[WRITTEN REQUEST]: Without the pictures, write out all the lines below exactly as they appear.

A run of records
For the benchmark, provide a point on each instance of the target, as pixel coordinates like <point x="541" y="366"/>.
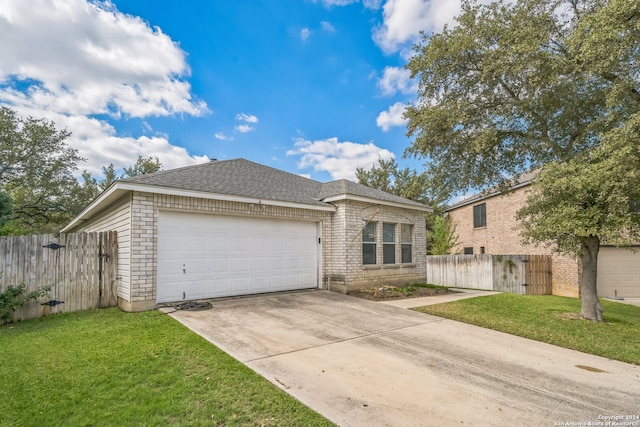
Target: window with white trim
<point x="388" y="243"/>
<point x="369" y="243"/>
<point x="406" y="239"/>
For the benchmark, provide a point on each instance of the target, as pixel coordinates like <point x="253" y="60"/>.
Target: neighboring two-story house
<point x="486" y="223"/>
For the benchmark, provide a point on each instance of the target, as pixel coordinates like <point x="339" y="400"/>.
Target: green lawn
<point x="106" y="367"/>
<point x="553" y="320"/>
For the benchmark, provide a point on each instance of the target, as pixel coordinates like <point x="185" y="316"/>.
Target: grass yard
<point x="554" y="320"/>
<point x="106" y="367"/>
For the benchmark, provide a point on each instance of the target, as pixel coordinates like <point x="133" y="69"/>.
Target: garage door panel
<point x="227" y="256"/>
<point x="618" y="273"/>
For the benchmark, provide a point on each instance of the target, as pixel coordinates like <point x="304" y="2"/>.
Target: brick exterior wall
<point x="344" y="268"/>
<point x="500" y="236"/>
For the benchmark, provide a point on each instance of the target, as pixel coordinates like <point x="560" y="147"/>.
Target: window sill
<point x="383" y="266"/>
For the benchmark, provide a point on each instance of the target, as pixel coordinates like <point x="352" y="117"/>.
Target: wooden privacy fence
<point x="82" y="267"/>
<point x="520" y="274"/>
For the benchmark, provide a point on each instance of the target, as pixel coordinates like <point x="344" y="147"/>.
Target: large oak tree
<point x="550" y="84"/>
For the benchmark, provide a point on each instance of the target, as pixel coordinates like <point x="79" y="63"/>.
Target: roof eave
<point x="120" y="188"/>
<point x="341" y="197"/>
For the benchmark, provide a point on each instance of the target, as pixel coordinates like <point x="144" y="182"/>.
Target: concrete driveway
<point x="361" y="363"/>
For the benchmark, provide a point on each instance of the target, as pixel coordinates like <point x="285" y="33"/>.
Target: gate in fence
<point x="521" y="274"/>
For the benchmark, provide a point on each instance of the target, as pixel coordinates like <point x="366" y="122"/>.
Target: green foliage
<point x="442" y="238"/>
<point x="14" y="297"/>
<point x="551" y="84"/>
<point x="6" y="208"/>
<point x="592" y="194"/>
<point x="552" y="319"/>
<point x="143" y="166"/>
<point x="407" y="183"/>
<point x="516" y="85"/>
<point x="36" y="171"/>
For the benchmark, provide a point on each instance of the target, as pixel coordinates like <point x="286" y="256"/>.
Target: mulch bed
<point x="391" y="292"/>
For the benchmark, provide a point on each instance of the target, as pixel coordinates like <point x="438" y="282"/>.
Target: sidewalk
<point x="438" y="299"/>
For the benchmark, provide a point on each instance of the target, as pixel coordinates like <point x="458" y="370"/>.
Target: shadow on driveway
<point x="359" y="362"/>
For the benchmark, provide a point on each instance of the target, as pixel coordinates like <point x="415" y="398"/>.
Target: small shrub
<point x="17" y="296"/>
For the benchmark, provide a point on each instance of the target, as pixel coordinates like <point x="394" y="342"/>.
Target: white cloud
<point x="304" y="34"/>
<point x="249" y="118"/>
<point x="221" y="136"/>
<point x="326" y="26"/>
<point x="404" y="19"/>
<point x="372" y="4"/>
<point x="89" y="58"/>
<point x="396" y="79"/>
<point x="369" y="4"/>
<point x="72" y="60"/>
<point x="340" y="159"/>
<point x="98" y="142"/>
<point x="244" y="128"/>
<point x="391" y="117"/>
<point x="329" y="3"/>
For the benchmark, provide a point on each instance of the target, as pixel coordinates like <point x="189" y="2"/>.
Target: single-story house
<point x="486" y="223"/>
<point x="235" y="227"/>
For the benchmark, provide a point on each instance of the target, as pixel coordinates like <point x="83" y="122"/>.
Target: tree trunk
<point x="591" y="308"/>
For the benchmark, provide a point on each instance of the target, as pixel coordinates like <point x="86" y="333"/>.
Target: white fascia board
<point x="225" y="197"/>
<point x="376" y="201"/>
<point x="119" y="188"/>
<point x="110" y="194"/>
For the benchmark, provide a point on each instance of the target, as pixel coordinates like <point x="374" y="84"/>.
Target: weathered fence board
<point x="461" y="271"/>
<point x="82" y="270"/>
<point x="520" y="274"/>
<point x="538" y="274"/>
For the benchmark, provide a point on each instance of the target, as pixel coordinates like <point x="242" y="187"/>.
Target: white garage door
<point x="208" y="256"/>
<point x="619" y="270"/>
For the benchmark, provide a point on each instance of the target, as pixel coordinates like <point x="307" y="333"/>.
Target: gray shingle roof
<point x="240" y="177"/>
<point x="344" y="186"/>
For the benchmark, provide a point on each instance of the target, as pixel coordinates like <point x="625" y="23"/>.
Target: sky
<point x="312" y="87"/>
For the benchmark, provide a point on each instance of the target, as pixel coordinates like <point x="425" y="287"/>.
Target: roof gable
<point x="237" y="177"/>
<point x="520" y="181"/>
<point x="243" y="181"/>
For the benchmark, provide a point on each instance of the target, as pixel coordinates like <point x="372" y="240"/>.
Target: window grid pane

[SOLUTION FOR THIS EXERCISE]:
For the benchmark, provide a point on each instance of the target, as pixel coordinates like <point x="541" y="366"/>.
Target: window with white trim
<point x="388" y="243"/>
<point x="369" y="243"/>
<point x="406" y="239"/>
For the benchmark, provide a point on each instance of the target, as pixel coordinates like <point x="253" y="60"/>.
Target: neighboring two-story house
<point x="486" y="223"/>
For the benchmark, provide a point on each instance of the target, as pixel coordinates like <point x="339" y="400"/>.
Target: green lawn
<point x="106" y="367"/>
<point x="553" y="320"/>
For the benchmark, provide a point on each instance of the target, as pixel coordinates like <point x="185" y="316"/>.
Target: grass yard
<point x="554" y="320"/>
<point x="106" y="367"/>
For the benchmark, provide a point on each instance of the target, as pixel coordinates like <point x="133" y="69"/>.
Target: garage door panel
<point x="227" y="256"/>
<point x="618" y="273"/>
For the benchmark, provide a point on each instance of the target, as pixel coordinates like <point x="304" y="2"/>.
Target: brick exterior wall
<point x="344" y="268"/>
<point x="500" y="236"/>
For the benchmark, provide a point on each instance of the target, as pixel coordinates like <point x="560" y="147"/>.
Target: window sill
<point x="383" y="266"/>
For the benchmark, provide a point on each instance of the target, as pixel coordinates like <point x="352" y="117"/>.
Target: wooden privacy fence
<point x="82" y="267"/>
<point x="520" y="274"/>
For the benchmark, provide a point on each instance of the target, as pixel coordinates like <point x="344" y="147"/>.
Target: large oak tree
<point x="550" y="84"/>
For the benchmark, provide a point on each instance of the target, as pixel coordinates like <point x="79" y="63"/>.
Target: roof eave
<point x="120" y="188"/>
<point x="341" y="197"/>
For the benchmark, provide a point on each instance of the target, as pixel coordinates like <point x="144" y="182"/>.
Target: concrete driveway
<point x="361" y="363"/>
For the benchmark, provide a point on each instance of the target, as pixel coordinates like <point x="285" y="33"/>.
Target: gate in fence
<point x="521" y="274"/>
For the benchmark, provide a point on each instance of the target, as pixel coordinates like <point x="366" y="122"/>.
Target: green foliage
<point x="442" y="238"/>
<point x="14" y="297"/>
<point x="551" y="84"/>
<point x="6" y="208"/>
<point x="592" y="194"/>
<point x="552" y="319"/>
<point x="143" y="166"/>
<point x="407" y="183"/>
<point x="516" y="85"/>
<point x="36" y="171"/>
For the benchmark, provide a point on each instance of the target, as pixel coordinates like <point x="286" y="256"/>.
Target: mulch bed
<point x="391" y="292"/>
For the benchmark, provide a point on each instance of the target, as pixel coordinates like <point x="438" y="282"/>.
Target: sidewalk
<point x="438" y="299"/>
For the benchmark, provide a point on each instance of the target, as pixel coordinates like <point x="458" y="370"/>.
Target: shadow on driveway
<point x="359" y="362"/>
For the benchmark, provide a point on each instance of the target, as pixel coordinates like <point x="415" y="398"/>.
Target: small shrub
<point x="17" y="296"/>
For the benchmark, provide a point on each instance of the target, as pixel coordinates like <point x="394" y="342"/>.
Target: white cloud
<point x="304" y="34"/>
<point x="249" y="118"/>
<point x="221" y="136"/>
<point x="326" y="26"/>
<point x="404" y="19"/>
<point x="372" y="4"/>
<point x="89" y="58"/>
<point x="396" y="79"/>
<point x="369" y="4"/>
<point x="72" y="60"/>
<point x="340" y="159"/>
<point x="98" y="142"/>
<point x="244" y="128"/>
<point x="391" y="117"/>
<point x="329" y="3"/>
For the benchmark, provide a point on each instance of the target, as pixel coordinates like <point x="189" y="2"/>.
Target: single-story house
<point x="486" y="223"/>
<point x="235" y="227"/>
For the benchmark, provide a point on each instance of the target, as pixel coordinates like <point x="83" y="122"/>.
Target: tree trunk
<point x="591" y="308"/>
For the benchmark, provide a point on each instance of the target, as pixel coordinates like <point x="86" y="333"/>.
Target: white fascia board
<point x="225" y="197"/>
<point x="376" y="201"/>
<point x="119" y="188"/>
<point x="110" y="194"/>
For the benchmark, provide a point on each instance of the target, as pixel coordinates like <point x="374" y="84"/>.
Target: weathered fence board
<point x="461" y="271"/>
<point x="82" y="270"/>
<point x="520" y="274"/>
<point x="538" y="274"/>
For the benchmark, provide a point on each instance of the target, as pixel coordinates like <point x="242" y="187"/>.
Target: white garage door
<point x="208" y="256"/>
<point x="619" y="270"/>
For the benchmark, provide a point on each instance of the target, as pixel coordinates like <point x="307" y="333"/>.
Target: gray shingle roof
<point x="240" y="177"/>
<point x="344" y="186"/>
For the benchmark, provide a point on each instance of the target, as pixel coordinates like <point x="625" y="23"/>.
Target: sky
<point x="312" y="87"/>
For the benchmark, provide a point on each instance of the target, as pixel coordinates like <point x="425" y="287"/>.
Target: roof gable
<point x="237" y="177"/>
<point x="520" y="181"/>
<point x="243" y="181"/>
For the benchmark, provide a point on each instance of the target, as pixel coordinates like <point x="372" y="240"/>.
Target: window grid pane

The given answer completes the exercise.